Under this task are some entries; return every one of them exactly.

* **DATASET CONTENT**:
____________________
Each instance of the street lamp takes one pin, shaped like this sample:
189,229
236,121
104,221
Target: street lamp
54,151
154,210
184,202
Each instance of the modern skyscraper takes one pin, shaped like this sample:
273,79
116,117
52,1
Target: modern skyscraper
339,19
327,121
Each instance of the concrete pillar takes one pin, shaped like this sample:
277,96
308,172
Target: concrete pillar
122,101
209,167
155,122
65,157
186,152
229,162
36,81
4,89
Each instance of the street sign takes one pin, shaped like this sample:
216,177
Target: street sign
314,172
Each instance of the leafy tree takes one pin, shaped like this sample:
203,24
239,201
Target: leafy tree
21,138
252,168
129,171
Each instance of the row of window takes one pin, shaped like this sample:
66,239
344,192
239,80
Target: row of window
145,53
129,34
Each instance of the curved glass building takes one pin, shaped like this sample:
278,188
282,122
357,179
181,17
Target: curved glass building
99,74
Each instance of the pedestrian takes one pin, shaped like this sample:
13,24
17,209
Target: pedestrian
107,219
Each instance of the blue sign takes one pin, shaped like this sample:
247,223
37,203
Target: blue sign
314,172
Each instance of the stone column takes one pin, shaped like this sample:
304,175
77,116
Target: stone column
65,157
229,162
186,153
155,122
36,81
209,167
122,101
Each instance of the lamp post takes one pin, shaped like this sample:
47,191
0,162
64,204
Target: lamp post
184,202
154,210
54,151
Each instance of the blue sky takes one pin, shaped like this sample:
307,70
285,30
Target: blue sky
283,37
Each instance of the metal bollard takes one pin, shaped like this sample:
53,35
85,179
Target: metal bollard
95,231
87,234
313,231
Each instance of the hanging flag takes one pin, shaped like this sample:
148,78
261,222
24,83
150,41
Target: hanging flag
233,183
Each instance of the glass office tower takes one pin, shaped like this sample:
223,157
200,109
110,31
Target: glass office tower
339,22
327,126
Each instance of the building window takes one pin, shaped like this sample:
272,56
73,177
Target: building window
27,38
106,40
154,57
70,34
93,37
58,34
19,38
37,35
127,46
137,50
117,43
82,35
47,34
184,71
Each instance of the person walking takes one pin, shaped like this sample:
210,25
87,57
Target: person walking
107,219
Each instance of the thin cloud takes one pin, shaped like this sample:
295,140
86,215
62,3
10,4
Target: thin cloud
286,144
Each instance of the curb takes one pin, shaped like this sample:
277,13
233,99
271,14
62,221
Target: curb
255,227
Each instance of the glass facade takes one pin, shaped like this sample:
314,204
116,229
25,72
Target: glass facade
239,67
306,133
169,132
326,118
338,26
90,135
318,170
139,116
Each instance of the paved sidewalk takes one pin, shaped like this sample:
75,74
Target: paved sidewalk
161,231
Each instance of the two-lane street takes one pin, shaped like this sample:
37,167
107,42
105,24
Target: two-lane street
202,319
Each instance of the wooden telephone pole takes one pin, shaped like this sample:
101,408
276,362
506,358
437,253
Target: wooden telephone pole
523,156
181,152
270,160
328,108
____________________
* **EXERCISE SOLUTION**:
Each instance of the street lamp takes one pin, shaped like this sample:
189,229
236,121
104,221
Target: street lamp
54,151
154,210
184,202
Each instance of the modern skyscraper takes one pin, shaped like this sample:
273,79
116,117
52,1
Target: modern skyscraper
339,19
327,121
Each instance of the concrete pillar takes one pin, shaped like this sample:
277,96
308,172
Target: concrete pillar
122,101
209,167
155,122
65,157
186,152
229,162
36,81
4,89
Each instance of the street sign takes one pin, shaped like this sample:
216,177
Target: street sign
314,172
Each instance of the leafy tree takes one pin, shaped like this sample:
203,24
239,201
Target: leafy tree
21,138
252,168
129,171
Each instance of the row of window takes one pin, shaped like this sample:
66,239
344,192
239,80
Target: row of window
145,53
129,34
Each instance of the curved glass building takes one pin, shaped like this sample:
278,188
282,122
357,179
181,17
Target: curved glass building
99,74
Each instance of the pedestrian takes one pin, shaped like this sample:
13,24
17,209
Target: pedestrian
107,219
Each instance of the blue sign takes one pin, shaped like this sample:
247,223
37,203
Target: blue sign
314,172
Each instance of the stone column takes one pin, shaped like this sample:
304,175
77,116
Target: stone column
65,157
229,162
186,153
155,122
36,81
209,167
122,101
Each instance of the lamp post takes one pin, shaped like this sample:
47,191
0,162
64,204
Target: lamp post
184,202
154,210
54,151
Each instance of the blue sky takes one pin, shaped like this sample:
307,70
285,30
Target: blue sky
283,37
Each instance of the metal bollard takes one pin, shaped like this sample:
53,35
85,179
Target: metal bollard
95,231
87,234
313,231
Each instance of the hanging flag takes one pin, shaped like this sample:
148,78
261,222
24,83
150,41
Target: hanging flag
233,183
Each instance of the glass office tower takes one pin, shaped like this sample:
223,157
200,109
110,31
Target: glass office tower
339,22
327,126
Each instance of the building window takes one pin, shaped like this sample:
272,56
73,177
Target: building window
27,38
106,40
154,57
70,34
93,37
58,34
19,38
37,35
127,46
137,50
117,43
82,35
47,34
184,71
Each instance of the person walking takes one pin, shaped like this sample:
210,25
87,57
Target: person walking
107,219
Each instance of the thin cloud takes one pin, shaped like this sample:
295,140
86,215
62,3
10,4
Target: thin cloud
286,144
Each instance of the curb takes one pin, shaped like this sample:
277,13
233,99
271,14
62,221
Target: curb
255,227
Each instance of the glass facade takes one pin, shaped like this sample:
314,204
116,229
25,72
Target: glass facade
239,67
306,133
169,132
326,118
338,26
90,135
318,170
139,116
Each instance of the paved sidewalk takes one pin, shaped like this sample:
75,74
Target: paved sidewalk
161,231
Each instance of the two-lane street takes one pin, shaped like this sample:
37,167
107,42
105,24
Target: two-lane street
202,319
Each instance of the wooden telephone pole takes one pin, shaped like this sample:
101,408
276,362
506,358
437,253
Target: wooden telephone pole
523,156
181,152
270,160
328,108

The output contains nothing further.